Please say how many lines in the records below contain the word "submerged", giving only the number.

====== Source data

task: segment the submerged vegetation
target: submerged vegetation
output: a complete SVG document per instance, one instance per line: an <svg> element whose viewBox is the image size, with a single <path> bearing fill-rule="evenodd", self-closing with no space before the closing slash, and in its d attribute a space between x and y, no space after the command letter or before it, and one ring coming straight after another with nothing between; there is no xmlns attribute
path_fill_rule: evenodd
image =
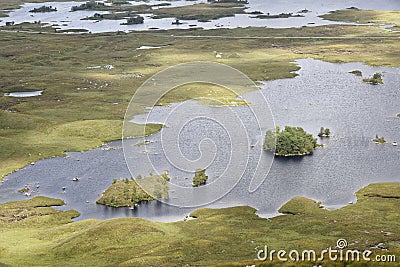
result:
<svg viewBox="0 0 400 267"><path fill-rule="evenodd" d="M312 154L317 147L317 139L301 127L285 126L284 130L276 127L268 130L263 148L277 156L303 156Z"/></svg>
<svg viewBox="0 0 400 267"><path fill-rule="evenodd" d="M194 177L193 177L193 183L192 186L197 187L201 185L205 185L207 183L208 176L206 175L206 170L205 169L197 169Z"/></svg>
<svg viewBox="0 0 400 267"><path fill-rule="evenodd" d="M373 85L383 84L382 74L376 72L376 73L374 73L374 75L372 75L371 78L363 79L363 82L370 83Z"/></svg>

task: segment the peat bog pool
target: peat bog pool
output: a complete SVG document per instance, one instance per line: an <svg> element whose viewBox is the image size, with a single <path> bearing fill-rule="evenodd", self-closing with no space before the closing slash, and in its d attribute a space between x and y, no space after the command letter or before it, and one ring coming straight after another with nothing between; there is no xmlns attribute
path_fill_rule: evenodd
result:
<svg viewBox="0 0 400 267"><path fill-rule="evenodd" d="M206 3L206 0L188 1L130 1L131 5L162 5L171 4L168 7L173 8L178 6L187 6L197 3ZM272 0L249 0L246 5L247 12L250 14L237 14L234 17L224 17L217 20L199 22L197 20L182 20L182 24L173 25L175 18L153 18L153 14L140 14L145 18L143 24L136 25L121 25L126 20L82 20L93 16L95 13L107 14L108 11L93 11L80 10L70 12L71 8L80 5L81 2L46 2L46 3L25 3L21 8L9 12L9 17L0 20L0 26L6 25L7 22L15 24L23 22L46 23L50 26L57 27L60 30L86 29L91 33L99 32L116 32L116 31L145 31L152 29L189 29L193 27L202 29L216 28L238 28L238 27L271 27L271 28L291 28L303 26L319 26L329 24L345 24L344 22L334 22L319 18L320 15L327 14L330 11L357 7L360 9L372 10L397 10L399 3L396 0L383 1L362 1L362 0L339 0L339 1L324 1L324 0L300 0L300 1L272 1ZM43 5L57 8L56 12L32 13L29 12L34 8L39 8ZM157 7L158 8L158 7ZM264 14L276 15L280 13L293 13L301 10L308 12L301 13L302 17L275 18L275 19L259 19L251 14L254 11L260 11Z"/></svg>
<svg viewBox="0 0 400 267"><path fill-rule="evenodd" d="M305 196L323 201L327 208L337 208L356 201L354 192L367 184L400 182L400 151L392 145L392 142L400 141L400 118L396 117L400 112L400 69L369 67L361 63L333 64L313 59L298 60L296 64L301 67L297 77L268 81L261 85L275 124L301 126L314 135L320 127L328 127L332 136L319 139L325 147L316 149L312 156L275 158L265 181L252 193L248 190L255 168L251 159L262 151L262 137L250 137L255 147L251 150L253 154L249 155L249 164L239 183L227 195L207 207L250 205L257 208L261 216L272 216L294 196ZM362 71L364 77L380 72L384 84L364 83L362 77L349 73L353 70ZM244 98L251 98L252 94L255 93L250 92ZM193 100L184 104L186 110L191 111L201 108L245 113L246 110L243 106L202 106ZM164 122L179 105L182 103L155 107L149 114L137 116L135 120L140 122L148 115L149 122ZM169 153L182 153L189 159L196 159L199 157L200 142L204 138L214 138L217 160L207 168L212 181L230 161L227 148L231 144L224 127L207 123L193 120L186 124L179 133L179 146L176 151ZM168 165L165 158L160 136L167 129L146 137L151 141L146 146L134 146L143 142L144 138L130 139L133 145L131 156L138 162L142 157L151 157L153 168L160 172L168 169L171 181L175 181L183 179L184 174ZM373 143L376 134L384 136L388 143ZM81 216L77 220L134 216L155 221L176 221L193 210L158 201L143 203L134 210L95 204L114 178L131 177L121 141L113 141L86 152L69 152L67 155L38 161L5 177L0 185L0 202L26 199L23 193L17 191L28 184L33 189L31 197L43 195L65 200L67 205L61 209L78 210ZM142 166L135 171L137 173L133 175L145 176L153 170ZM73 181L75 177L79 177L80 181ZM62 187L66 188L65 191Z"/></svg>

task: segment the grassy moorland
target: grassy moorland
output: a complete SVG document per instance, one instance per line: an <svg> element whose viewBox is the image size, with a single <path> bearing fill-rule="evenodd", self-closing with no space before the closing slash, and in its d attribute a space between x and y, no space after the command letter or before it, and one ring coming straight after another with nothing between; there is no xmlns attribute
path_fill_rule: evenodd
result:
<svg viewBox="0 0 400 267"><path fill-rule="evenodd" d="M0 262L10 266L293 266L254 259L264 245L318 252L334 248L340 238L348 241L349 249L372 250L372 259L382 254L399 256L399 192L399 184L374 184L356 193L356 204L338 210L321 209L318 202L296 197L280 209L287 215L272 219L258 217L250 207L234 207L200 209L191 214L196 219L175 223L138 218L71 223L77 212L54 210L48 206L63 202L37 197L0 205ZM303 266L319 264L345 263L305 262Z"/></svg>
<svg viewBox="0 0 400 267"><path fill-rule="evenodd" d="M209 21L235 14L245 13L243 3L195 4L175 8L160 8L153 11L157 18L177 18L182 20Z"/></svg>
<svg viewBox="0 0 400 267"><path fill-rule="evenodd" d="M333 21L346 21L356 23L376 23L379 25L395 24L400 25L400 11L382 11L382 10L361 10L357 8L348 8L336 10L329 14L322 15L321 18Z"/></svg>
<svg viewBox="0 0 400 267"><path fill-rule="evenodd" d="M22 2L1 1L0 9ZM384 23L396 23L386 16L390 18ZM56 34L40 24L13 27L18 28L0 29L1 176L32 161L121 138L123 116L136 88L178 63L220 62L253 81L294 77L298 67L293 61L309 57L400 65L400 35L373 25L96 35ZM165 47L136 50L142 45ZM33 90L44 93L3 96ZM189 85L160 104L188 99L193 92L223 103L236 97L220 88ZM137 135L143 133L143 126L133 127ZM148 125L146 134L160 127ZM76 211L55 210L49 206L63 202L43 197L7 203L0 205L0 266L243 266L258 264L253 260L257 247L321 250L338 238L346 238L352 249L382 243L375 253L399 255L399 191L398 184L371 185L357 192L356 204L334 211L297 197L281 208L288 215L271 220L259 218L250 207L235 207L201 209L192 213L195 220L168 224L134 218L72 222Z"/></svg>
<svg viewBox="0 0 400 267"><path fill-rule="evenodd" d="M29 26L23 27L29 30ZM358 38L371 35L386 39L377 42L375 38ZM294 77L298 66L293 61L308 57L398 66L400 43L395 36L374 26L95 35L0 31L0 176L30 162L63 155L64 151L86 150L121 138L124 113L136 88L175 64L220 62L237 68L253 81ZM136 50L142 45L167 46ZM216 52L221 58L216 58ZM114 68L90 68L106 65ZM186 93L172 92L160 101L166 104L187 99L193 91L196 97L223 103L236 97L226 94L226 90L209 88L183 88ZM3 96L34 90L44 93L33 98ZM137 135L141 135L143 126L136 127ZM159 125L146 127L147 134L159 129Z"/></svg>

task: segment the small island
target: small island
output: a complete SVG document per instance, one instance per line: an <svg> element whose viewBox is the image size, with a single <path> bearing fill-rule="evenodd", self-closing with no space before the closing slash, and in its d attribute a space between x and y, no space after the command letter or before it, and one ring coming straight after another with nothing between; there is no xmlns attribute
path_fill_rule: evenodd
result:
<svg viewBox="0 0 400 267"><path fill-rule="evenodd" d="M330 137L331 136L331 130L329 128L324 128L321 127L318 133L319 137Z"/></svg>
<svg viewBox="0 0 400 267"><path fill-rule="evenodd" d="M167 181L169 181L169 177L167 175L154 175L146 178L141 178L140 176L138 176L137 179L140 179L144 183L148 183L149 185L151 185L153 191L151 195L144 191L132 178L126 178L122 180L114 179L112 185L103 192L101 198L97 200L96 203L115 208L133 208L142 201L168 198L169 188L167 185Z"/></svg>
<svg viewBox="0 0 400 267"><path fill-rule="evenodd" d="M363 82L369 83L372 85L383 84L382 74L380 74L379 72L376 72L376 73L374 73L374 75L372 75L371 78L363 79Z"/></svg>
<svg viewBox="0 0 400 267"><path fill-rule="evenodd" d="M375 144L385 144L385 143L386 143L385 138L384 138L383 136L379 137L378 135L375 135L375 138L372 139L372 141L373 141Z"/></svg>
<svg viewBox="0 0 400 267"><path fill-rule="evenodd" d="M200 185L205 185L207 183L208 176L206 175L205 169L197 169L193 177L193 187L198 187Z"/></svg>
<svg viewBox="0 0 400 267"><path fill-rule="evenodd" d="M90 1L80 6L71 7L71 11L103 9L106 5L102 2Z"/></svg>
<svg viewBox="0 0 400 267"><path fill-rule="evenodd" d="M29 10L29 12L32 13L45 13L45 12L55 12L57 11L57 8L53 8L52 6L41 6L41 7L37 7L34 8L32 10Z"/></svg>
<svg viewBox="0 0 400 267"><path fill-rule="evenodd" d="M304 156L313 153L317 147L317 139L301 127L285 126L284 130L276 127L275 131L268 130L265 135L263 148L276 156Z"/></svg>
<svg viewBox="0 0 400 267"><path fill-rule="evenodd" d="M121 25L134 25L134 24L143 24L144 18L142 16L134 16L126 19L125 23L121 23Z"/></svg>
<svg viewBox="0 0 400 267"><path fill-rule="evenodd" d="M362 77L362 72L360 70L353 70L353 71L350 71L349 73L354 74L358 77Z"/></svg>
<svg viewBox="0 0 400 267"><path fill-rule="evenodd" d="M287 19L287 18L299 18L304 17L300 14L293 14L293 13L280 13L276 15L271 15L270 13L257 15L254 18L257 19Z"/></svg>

============

* Written solution
2